> _WHAT YOU HAVE TO DO_: Carry on the history of the Pacific Coast Conference past its last sentence, picking up right after the sanctions against Washington.

> _DOCUMENT_:
------------------------------------------------

Rivalries between the Pacific Coast Conference schools grew beyond athletics, with animosities around educational, financial and state rivalries. The tensions between the California and Northwest schools extended to Edwin Pauley, a regent of the University of California, disliking the member universities in the Pacific Northwest enough to advocate that the California institutions leave the Pacific Coast Conference to form a "California Conference."

The PCC had a history of being very strict with regards to its standards; it suspended the University of Southern California from the conference in 1924, performed a critical self-study in 1932, and a voluminous two-million-word report was compiled by Edwin Atherton in 1939. The PCC had a paid commissioner, an elaborate constitution, a formal code of conduct, and a system for reporting student-athlete eligibility. Following the submission of his report, Atherton was promptly hired as commissioner in 1940,[2] and served until his death four years later,[3] He was succeeded by his assistant, Victor O. Schmidt.[4]

The conference was wracked by scandal in 1951. Charges were made and confirmed that University of Oregon football coach Jim Aiken had violated the conference code for financial aid and athletic subsidies. After Aiken was compelled to resign, Oregon urged the PCC to look at similar abuses by UCLA football coach Red Sanders. The conference spent five years attempting to reform itself. In 1956, the scandal became public.

The crisis

The scandal first broke at Washington, when in January 1956, several discontented players staged a mutiny against their coach, John Cherberg. After the coach was fired, the PCC followed up on charges of a slush fund. The PCC found evidence of the prohibited activities of the Greater Washington Advertising Fund run by Roscoe C. "Torchy" Torrance, and in May imposed sanctions.

------------------------------------------------

> _SOURCE MATERIAL_:
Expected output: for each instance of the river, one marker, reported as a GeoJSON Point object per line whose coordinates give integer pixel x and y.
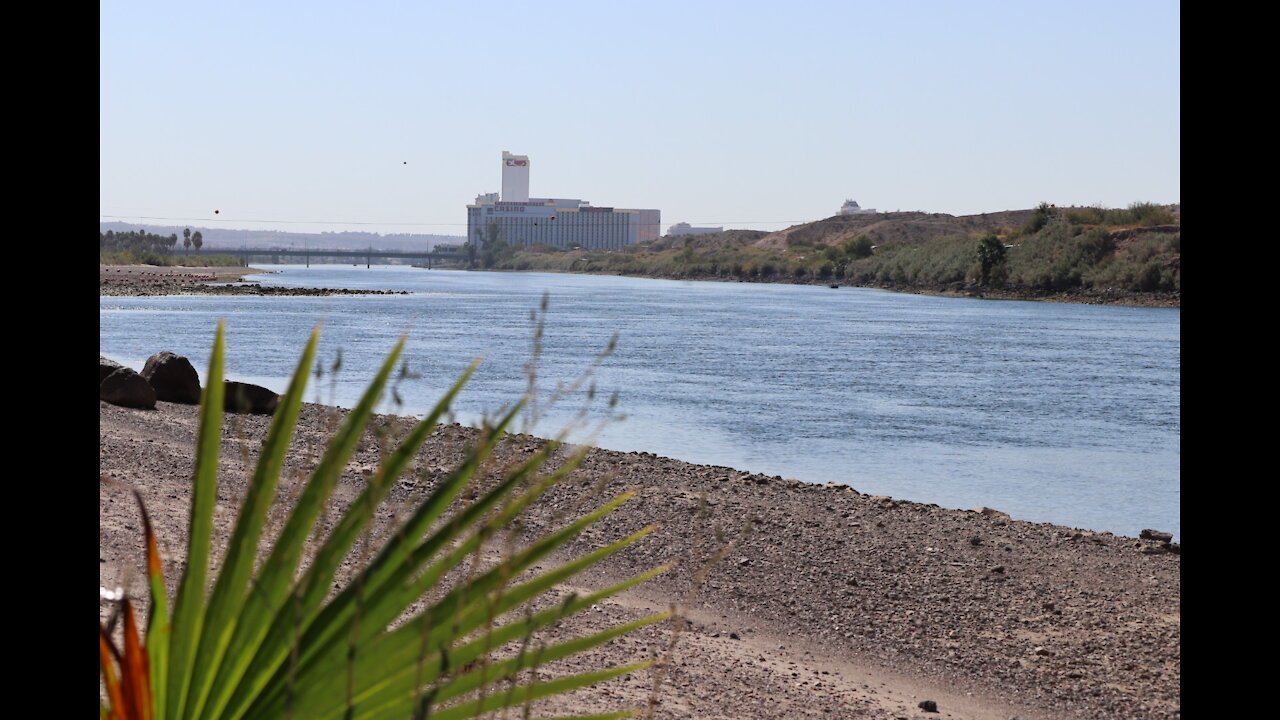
{"type": "Point", "coordinates": [1055, 413]}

------------------------------------------------

> _SOLVED PROBLEM_:
In March, allegations of prohibited payments made by two booster clubs associated with UCLA, the Bruin Bench and the Young Men's Club of Westwood, were published in Los Angeles newspapers. UCLA refused for ten weeks to allow PCC officials to proceed in their investigation. Finally, UCLA admitted that, "all members of the football coaching staff had, for several years, known of the unsanctioned payments to student athletes and had cooperated with the booster club members or officers, who actually administered the program by actually referring student athletes to them for such aid." The scandal thickened as a UCLA alumnus and member of the UCLA athletic advisory board blew the whistle on a secret fund for payments in violation of PCC rules to Southern California players, known as the Southern California Educational Foundation. This same alumnus also blew the whistle on Cal's phony work program for athletes known as the San Francisco Gridiron Club, with an extension in the Los Angeles area known as the South Seas Fund.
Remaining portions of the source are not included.